- _WHAT TO DO_: Below are records that hold pictures; write out only the lines from their start through the line with "positive clicks: (378, 305) (403, 297)", exactly, and drop the pictures.

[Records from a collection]
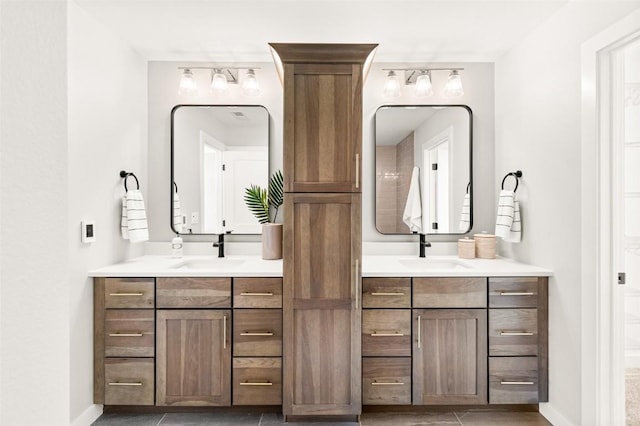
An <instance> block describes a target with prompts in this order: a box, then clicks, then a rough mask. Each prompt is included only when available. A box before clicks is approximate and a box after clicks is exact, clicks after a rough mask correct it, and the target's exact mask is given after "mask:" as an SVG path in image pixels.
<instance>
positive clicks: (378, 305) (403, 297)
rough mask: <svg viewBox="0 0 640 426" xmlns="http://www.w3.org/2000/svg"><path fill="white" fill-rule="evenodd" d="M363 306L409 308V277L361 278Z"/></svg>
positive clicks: (410, 294) (409, 285)
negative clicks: (408, 277)
mask: <svg viewBox="0 0 640 426" xmlns="http://www.w3.org/2000/svg"><path fill="white" fill-rule="evenodd" d="M362 307H363V308H410V307H411V278H363V279H362Z"/></svg>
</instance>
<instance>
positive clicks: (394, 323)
mask: <svg viewBox="0 0 640 426" xmlns="http://www.w3.org/2000/svg"><path fill="white" fill-rule="evenodd" d="M362 356H411V310H409V309H365V310H363V311H362Z"/></svg>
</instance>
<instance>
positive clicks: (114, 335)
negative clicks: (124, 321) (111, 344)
mask: <svg viewBox="0 0 640 426" xmlns="http://www.w3.org/2000/svg"><path fill="white" fill-rule="evenodd" d="M142 336H143V334H142V333H109V337H142Z"/></svg>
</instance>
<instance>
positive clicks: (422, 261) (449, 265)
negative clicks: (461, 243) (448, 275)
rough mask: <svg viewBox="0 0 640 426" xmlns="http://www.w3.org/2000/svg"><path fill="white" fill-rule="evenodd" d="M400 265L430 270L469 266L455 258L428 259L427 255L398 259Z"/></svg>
mask: <svg viewBox="0 0 640 426" xmlns="http://www.w3.org/2000/svg"><path fill="white" fill-rule="evenodd" d="M398 263H400V264H401V265H402V266H404V267H406V268H409V269H413V270H425V269H428V270H431V269H442V270H451V269H469V266H467V265H465V264H464V263H462V262H459V261H457V260H455V259H450V260H449V259H447V260H444V259H430V258H428V257H425V258H417V259H400V260H398Z"/></svg>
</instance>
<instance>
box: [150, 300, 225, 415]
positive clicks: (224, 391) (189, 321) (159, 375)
mask: <svg viewBox="0 0 640 426" xmlns="http://www.w3.org/2000/svg"><path fill="white" fill-rule="evenodd" d="M230 318H231V313H230V311H228V310H211V309H205V310H158V311H157V336H156V342H157V346H156V351H157V353H156V363H157V365H156V391H157V395H156V405H187V406H198V405H222V406H226V405H231V380H230V376H231V345H230V344H229V336H230V327H229V326H230V324H229V323H230Z"/></svg>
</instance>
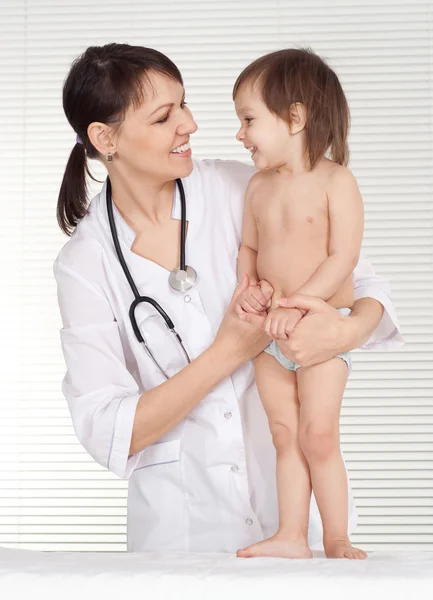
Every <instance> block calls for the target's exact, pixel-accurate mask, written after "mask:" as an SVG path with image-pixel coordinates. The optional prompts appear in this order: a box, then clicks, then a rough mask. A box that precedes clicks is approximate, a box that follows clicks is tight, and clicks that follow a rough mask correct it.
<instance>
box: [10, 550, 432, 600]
mask: <svg viewBox="0 0 433 600" xmlns="http://www.w3.org/2000/svg"><path fill="white" fill-rule="evenodd" d="M328 597H329V598H333V599H334V600H340V599H341V600H343V599H344V600H358V599H361V598H362V600H376V599H378V600H379V599H380V600H421V599H422V600H424V599H426V600H433V552H432V553H427V552H425V553H422V552H418V553H415V552H413V553H403V552H398V553H397V552H395V553H392V552H387V553H385V552H374V553H371V554H370V557H369V558H368V559H367V560H365V561H349V560H327V559H325V558H323V555H322V554H321V553H315V558H314V559H312V560H285V559H275V558H258V559H238V558H236V557H235V556H234V555H231V554H209V553H206V554H197V553H189V554H183V553H177V552H161V553H159V552H152V553H143V554H141V553H131V554H128V553H73V552H65V553H62V552H55V553H44V552H36V551H32V550H16V549H8V548H2V547H0V598H1V599H2V600H27V599H28V600H38V599H39V598H41V599H42V598H43V599H44V600H51V599H53V600H54V599H55V600H69V599H74V600H88V599H89V600H90V599H91V600H145V599H146V600H147V599H149V600H160V599H161V600H162V599H163V600H170V599H171V598H173V599H176V600H184V599H185V600H217V599H218V600H232V599H233V600H255V599H256V598H257V599H259V598H260V599H262V600H274V599H279V598H281V600H310V599H311V600H321V599H322V598H323V599H325V600H326V599H327V598H328Z"/></svg>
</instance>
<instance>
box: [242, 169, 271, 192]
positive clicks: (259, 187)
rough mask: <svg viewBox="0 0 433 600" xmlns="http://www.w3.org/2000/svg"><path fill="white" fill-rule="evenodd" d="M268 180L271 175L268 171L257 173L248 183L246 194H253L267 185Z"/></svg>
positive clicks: (252, 177) (255, 173)
mask: <svg viewBox="0 0 433 600" xmlns="http://www.w3.org/2000/svg"><path fill="white" fill-rule="evenodd" d="M270 178H271V174H270V172H269V171H257V172H256V173H254V175H253V176H252V177H251V179H250V181H249V183H248V188H247V193H248V194H254V192H256V191H257V190H259V189H260V188H261V187H262V186H264V185H267V183H268V181H269V180H270Z"/></svg>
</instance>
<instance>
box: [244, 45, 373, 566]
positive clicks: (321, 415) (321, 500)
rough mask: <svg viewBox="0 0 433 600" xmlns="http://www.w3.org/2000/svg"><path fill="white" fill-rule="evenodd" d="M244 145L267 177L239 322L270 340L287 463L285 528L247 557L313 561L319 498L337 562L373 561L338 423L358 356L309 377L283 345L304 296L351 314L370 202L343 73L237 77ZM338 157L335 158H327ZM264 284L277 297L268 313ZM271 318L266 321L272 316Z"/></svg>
mask: <svg viewBox="0 0 433 600" xmlns="http://www.w3.org/2000/svg"><path fill="white" fill-rule="evenodd" d="M233 98H234V101H235V108H236V113H237V115H238V117H239V119H240V122H241V127H240V129H239V132H238V134H237V136H236V137H237V139H238V140H239V141H240V142H242V143H243V144H244V146H245V148H247V149H248V150H249V151H250V152H251V155H252V159H253V161H254V164H255V166H256V169H257V170H258V172H257V173H256V174H255V175H254V176H253V177H252V179H251V181H250V183H249V185H248V188H247V191H246V195H245V208H244V217H243V232H242V245H241V248H240V251H239V257H238V276H239V278H240V277H242V276H244V274H245V273H247V275H248V276H249V279H250V286H249V288H248V290H247V292H246V293H245V294H244V295H243V296H242V299H241V300H240V301H239V305H238V306H237V312H238V314H241V313H243V312H252V313H255V314H264V315H265V320H264V328H265V330H266V331H267V333H268V335H269V336H270V337H271V339H272V341H271V343H270V345H269V346H268V348H266V350H265V351H264V352H263V353H262V354H260V355H259V356H258V357H257V358H256V360H255V365H254V366H255V374H256V381H257V386H258V390H259V393H260V397H261V400H262V403H263V406H264V409H265V411H266V414H267V417H268V420H269V426H270V430H271V433H272V437H273V442H274V446H275V449H276V454H277V490H278V504H279V528H278V531H277V533H276V534H275V535H274V536H273V537H271V538H269V539H267V540H264V541H262V542H259V543H257V544H254V545H253V546H250V547H249V548H246V549H244V550H239V551H238V556H243V557H253V556H280V557H289V558H309V557H311V556H312V553H311V549H310V548H309V546H308V535H307V534H308V521H309V507H310V498H311V489H313V491H314V495H315V497H316V501H317V505H318V508H319V511H320V515H321V519H322V524H323V544H324V549H325V553H326V556H327V557H329V558H344V557H345V558H352V559H363V558H366V556H367V555H366V553H365V552H364V551H362V550H359V549H357V548H354V547H353V546H352V545H351V543H350V540H349V537H348V531H347V528H348V489H347V487H348V484H347V476H346V470H345V466H344V463H343V459H342V456H341V452H340V439H339V418H340V408H341V402H342V398H343V393H344V389H345V385H346V381H347V377H348V374H349V373H350V357H349V355H348V353H344V354H340V355H338V356H336V357H335V358H333V359H332V360H329V361H327V362H324V363H321V364H316V365H314V366H310V367H303V368H300V365H299V364H296V363H293V362H292V361H290V360H288V359H287V358H286V357H285V356H284V355H283V354H282V353H281V351H280V349H279V347H278V340H285V339H288V337H289V336H290V333H291V331H292V330H293V328H294V327H295V326H296V324H297V323H298V322H299V321H300V319H301V318H302V317H303V313H302V312H301V311H300V310H298V309H289V308H283V307H279V305H278V302H279V300H280V299H281V298H282V297H290V296H291V295H293V294H294V293H301V294H306V295H311V296H316V297H318V298H321V299H323V300H325V301H326V302H328V303H329V304H330V305H331V306H333V307H334V308H336V309H338V310H339V311H340V313H341V314H342V315H349V314H350V311H351V308H352V306H353V303H354V290H353V282H352V271H353V269H354V268H355V266H356V264H357V262H358V257H359V252H360V247H361V241H362V236H363V223H364V215H363V202H362V198H361V195H360V192H359V189H358V185H357V182H356V180H355V178H354V176H353V175H352V173H351V172H350V170H349V169H348V168H347V167H346V165H347V161H348V145H347V135H348V129H349V109H348V105H347V101H346V98H345V95H344V92H343V90H342V88H341V85H340V83H339V81H338V78H337V76H336V74H335V73H334V71H333V70H332V69H331V68H330V67H329V66H328V65H327V64H326V63H325V62H324V61H323V60H322V59H321V58H319V57H318V56H317V55H315V54H314V53H313V52H311V51H310V50H304V49H288V50H281V51H278V52H273V53H271V54H268V55H266V56H263V57H261V58H259V59H258V60H256V61H255V62H253V63H252V64H251V65H249V66H248V67H247V68H246V69H245V70H244V71H243V72H242V73H241V74H240V75H239V77H238V79H237V81H236V83H235V86H234V91H233ZM327 156H329V158H327ZM266 282H269V284H270V285H271V286H272V288H273V289H274V293H273V295H272V298H271V300H270V302H269V304H268V305H267V306H266V305H263V303H262V304H260V298H263V294H261V291H262V290H263V289H264V288H263V286H265V285H266ZM265 310H267V314H266V312H263V311H265Z"/></svg>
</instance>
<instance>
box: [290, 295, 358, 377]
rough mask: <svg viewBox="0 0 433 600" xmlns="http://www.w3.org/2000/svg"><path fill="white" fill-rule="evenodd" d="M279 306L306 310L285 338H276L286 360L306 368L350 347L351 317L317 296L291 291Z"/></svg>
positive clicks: (346, 349) (352, 323)
mask: <svg viewBox="0 0 433 600" xmlns="http://www.w3.org/2000/svg"><path fill="white" fill-rule="evenodd" d="M278 304H279V306H281V307H285V308H299V309H301V310H306V311H307V312H306V314H305V316H304V317H303V318H302V319H301V320H300V321H299V323H298V324H297V325H296V327H295V328H294V330H293V331H292V333H291V335H290V338H289V339H288V340H287V341H284V340H280V341H278V346H279V348H280V350H281V352H282V353H283V354H284V356H286V357H287V358H288V359H290V360H292V361H293V362H296V363H298V364H300V365H301V366H303V367H309V366H311V365H315V364H317V363H321V362H325V361H327V360H330V359H331V358H334V356H337V354H340V353H341V352H346V351H348V350H350V349H351V345H350V340H351V337H352V335H353V319H352V322H351V317H346V316H344V315H342V314H341V313H339V312H338V311H337V309H335V308H333V307H332V306H330V305H329V304H327V303H326V302H324V301H323V300H321V299H320V298H314V297H313V296H304V295H302V294H294V295H293V296H291V297H290V298H281V300H280V301H279V303H278Z"/></svg>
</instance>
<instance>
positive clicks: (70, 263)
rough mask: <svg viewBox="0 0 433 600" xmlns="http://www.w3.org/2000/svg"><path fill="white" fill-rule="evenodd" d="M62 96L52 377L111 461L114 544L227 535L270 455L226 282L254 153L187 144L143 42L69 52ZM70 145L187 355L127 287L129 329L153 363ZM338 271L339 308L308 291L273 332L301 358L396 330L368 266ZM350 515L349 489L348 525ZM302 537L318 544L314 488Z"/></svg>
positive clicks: (72, 415) (252, 355) (274, 516)
mask: <svg viewBox="0 0 433 600" xmlns="http://www.w3.org/2000/svg"><path fill="white" fill-rule="evenodd" d="M63 99H64V109H65V114H66V116H67V118H68V120H69V123H70V124H71V126H72V127H73V128H74V130H75V132H76V133H77V134H78V135H79V136H80V138H81V139H82V141H83V144H76V145H75V147H74V148H73V150H72V152H71V156H70V158H69V162H68V164H67V167H66V172H65V176H64V179H63V184H62V188H61V190H60V194H59V201H58V218H59V224H60V226H61V228H62V230H63V231H65V232H66V233H68V234H71V233H72V232H73V235H72V236H71V239H70V240H69V241H68V242H67V243H66V244H65V246H64V247H63V248H62V250H61V251H60V254H59V256H58V257H57V260H56V261H55V264H54V273H55V276H56V280H57V285H58V298H59V307H60V312H61V316H62V321H63V329H62V330H61V340H62V348H63V353H64V356H65V361H66V365H67V373H66V376H65V378H64V381H63V392H64V394H65V396H66V399H67V401H68V405H69V409H70V412H71V416H72V420H73V423H74V427H75V432H76V434H77V436H78V438H79V440H80V441H81V443H82V444H83V446H84V447H85V448H86V450H87V451H88V452H89V454H90V455H91V456H92V457H93V458H94V459H95V460H96V461H97V462H98V463H99V464H101V465H103V466H104V467H106V468H107V469H110V471H112V472H113V473H115V474H116V475H118V476H119V477H125V478H128V479H129V494H128V549H129V550H133V551H145V550H162V549H165V550H190V551H195V552H197V551H211V552H217V551H221V552H235V551H236V550H237V549H238V548H240V547H242V546H246V545H249V544H252V543H254V542H256V541H258V540H262V539H263V538H264V537H265V536H269V535H271V534H272V533H273V532H274V531H275V529H276V527H277V511H276V487H275V477H274V472H275V455H274V450H273V447H272V441H271V438H270V434H269V429H268V424H267V420H266V417H265V415H264V413H263V410H262V408H261V405H260V399H259V396H258V393H257V388H256V385H255V382H254V377H253V370H252V365H251V359H253V358H254V357H255V356H257V355H258V354H259V353H261V352H262V350H263V349H264V348H265V347H266V346H267V344H268V342H269V338H268V337H267V336H266V334H265V333H264V332H263V330H262V329H260V328H256V327H254V326H252V325H250V324H249V323H244V322H242V321H241V320H240V319H239V318H238V317H237V315H236V313H235V308H234V307H235V303H236V301H237V299H238V297H239V296H240V295H241V294H243V293H245V292H246V290H247V287H248V282H247V280H246V278H245V277H244V278H243V280H242V281H241V282H240V283H239V284H238V285H237V286H236V260H237V254H238V249H239V243H240V237H241V228H242V223H241V220H242V209H243V198H244V192H245V189H246V186H247V184H248V181H249V179H250V178H251V176H252V175H253V173H254V170H253V169H252V168H251V167H249V166H247V165H245V164H242V163H237V162H235V161H216V160H206V161H200V160H192V157H191V148H190V147H189V140H190V136H191V135H192V134H193V133H194V132H195V131H196V129H197V125H196V124H195V122H194V120H193V117H192V115H191V113H190V111H189V109H188V107H187V106H186V105H185V100H184V89H183V84H182V78H181V75H180V73H179V71H178V69H177V67H176V66H175V65H174V64H173V63H172V62H171V61H170V60H169V59H168V58H167V57H166V56H164V55H162V54H161V53H160V52H157V51H156V50H152V49H148V48H143V47H140V46H129V45H127V44H109V45H107V46H102V47H96V46H93V47H91V48H89V49H88V50H87V51H86V52H85V53H84V54H83V55H82V56H81V57H79V58H78V59H77V60H76V61H75V63H74V64H73V66H72V68H71V71H70V73H69V75H68V77H67V79H66V82H65V87H64V95H63ZM87 158H97V159H98V160H100V161H101V162H102V163H103V164H104V165H105V166H106V168H107V171H108V176H109V181H110V183H111V188H112V202H113V218H114V221H115V225H116V229H117V233H118V239H119V245H120V247H121V249H122V253H123V255H124V257H125V262H126V264H127V266H128V268H129V270H130V272H131V275H132V277H133V279H134V281H135V284H136V286H137V289H138V291H139V294H140V295H143V296H144V295H145V296H146V297H151V298H154V299H155V300H156V301H157V302H158V303H159V304H160V305H161V306H162V308H163V309H164V310H165V311H166V312H167V313H168V314H170V317H171V319H172V320H173V323H174V324H175V326H176V331H177V332H178V333H179V335H180V337H181V338H182V340H183V343H184V344H185V347H186V349H187V351H188V354H189V356H190V357H191V363H190V364H188V365H187V366H185V357H184V356H183V354H182V351H181V349H180V347H179V345H177V344H173V343H170V336H171V334H170V332H168V331H167V328H166V327H165V326H164V322H163V320H162V319H161V318H160V315H159V314H158V313H157V312H155V311H154V310H153V308H152V306H151V305H150V304H149V303H146V304H145V305H141V310H140V313H139V315H138V317H137V322H138V326H139V328H140V332H141V334H142V336H143V338H144V340H145V342H146V343H147V344H148V345H149V347H150V348H152V350H153V351H155V355H157V357H158V360H161V363H162V367H163V369H164V370H165V371H166V372H167V373H168V375H169V379H168V380H167V381H164V378H163V377H162V375H161V373H160V372H159V371H158V369H157V368H156V366H155V365H154V363H153V362H152V360H151V359H150V357H149V356H148V354H146V352H144V350H143V347H142V344H140V343H139V341H138V340H137V338H136V336H135V333H134V331H133V328H132V326H131V322H130V314H129V310H130V306H131V302H132V300H133V298H131V296H132V293H131V289H130V286H129V285H128V281H127V279H126V277H125V273H124V271H123V270H122V268H121V266H120V263H119V259H118V255H117V254H116V250H115V247H114V245H113V238H112V236H111V233H110V225H109V219H108V209H107V187H108V182H106V183H105V184H104V186H103V188H102V191H101V193H100V194H98V195H97V196H96V197H95V198H93V200H92V201H91V202H90V204H88V200H87V196H86V186H85V174H86V171H87ZM178 179H181V180H182V184H183V186H184V189H185V196H186V211H187V215H188V217H187V218H188V231H187V236H186V241H185V253H186V257H187V260H188V262H189V263H191V264H192V266H193V267H194V268H195V269H196V271H197V273H198V277H197V283H196V285H195V286H194V287H192V288H191V289H188V290H186V291H184V290H182V289H181V290H179V291H177V290H175V289H172V288H171V287H170V286H169V285H168V278H169V272H170V270H172V269H173V268H174V267H176V266H178V265H179V262H180V261H179V239H180V223H179V219H180V216H181V212H182V211H181V202H180V200H181V198H180V197H179V194H178V192H177V186H176V180H178ZM108 189H109V188H108ZM354 278H355V282H356V284H357V285H358V286H359V289H360V290H361V293H360V294H359V299H358V300H357V302H355V305H354V308H353V311H352V316H350V317H345V319H344V320H343V319H342V318H341V316H340V315H339V313H338V312H337V311H336V310H335V309H333V308H331V307H329V306H328V305H327V304H326V303H322V305H321V304H320V301H317V302H318V303H316V305H315V307H314V315H312V316H310V315H309V314H307V315H306V316H305V317H304V319H303V320H302V322H301V323H303V324H304V327H305V328H303V329H300V333H299V335H298V338H297V340H296V344H295V345H293V346H292V345H291V342H290V340H289V343H288V346H287V352H288V354H290V356H291V357H292V358H293V359H294V360H297V362H300V361H301V362H302V361H304V360H311V361H313V362H314V360H315V359H316V358H317V353H320V358H321V360H326V359H327V358H330V357H332V356H335V355H336V354H338V353H339V352H341V351H343V349H342V347H343V346H344V349H350V348H354V347H359V346H360V345H362V344H364V343H367V344H368V347H369V348H380V347H381V345H383V344H384V343H386V344H387V345H388V347H389V346H390V345H392V344H398V341H399V336H398V331H397V330H396V323H395V319H394V315H393V307H392V303H391V301H390V299H389V296H388V288H387V284H386V282H385V281H384V280H383V279H381V278H380V277H375V274H374V271H373V269H372V267H371V265H370V264H369V263H368V261H367V260H366V259H365V258H363V257H362V258H361V259H360V261H359V264H358V266H357V268H356V269H355V273H354ZM268 292H269V294H271V293H272V290H268ZM374 298H380V301H378V300H375V299H374ZM382 313H383V317H382ZM311 319H313V321H314V327H313V329H314V331H313V332H311V329H309V327H308V323H309V322H311ZM302 331H306V332H308V333H307V334H306V335H305V334H303V333H302ZM318 331H320V333H321V336H320V340H319V339H318V337H317V335H316V333H317V332H318ZM336 332H337V335H336ZM301 355H302V356H301ZM355 517H356V515H355V512H354V507H353V505H352V504H351V505H350V507H349V525H350V528H351V529H353V526H354V524H355ZM310 537H311V543H312V547H313V548H317V547H319V548H320V545H321V537H322V535H321V524H320V518H319V515H318V513H317V510H316V509H315V507H314V505H313V506H312V512H311V520H310Z"/></svg>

- _COMPLETED EXERCISE_:
An <instance> block describes a target with prompts in this order: a box, then clicks, then a rough mask. Each prompt is included only when available. A box before clicks is approximate and a box after clicks is exact, clicks after a rough mask correct it, and the target's exact mask is given after "mask:" as an SVG path in image pixels.
<instance>
positive clicks: (378, 305) (403, 297)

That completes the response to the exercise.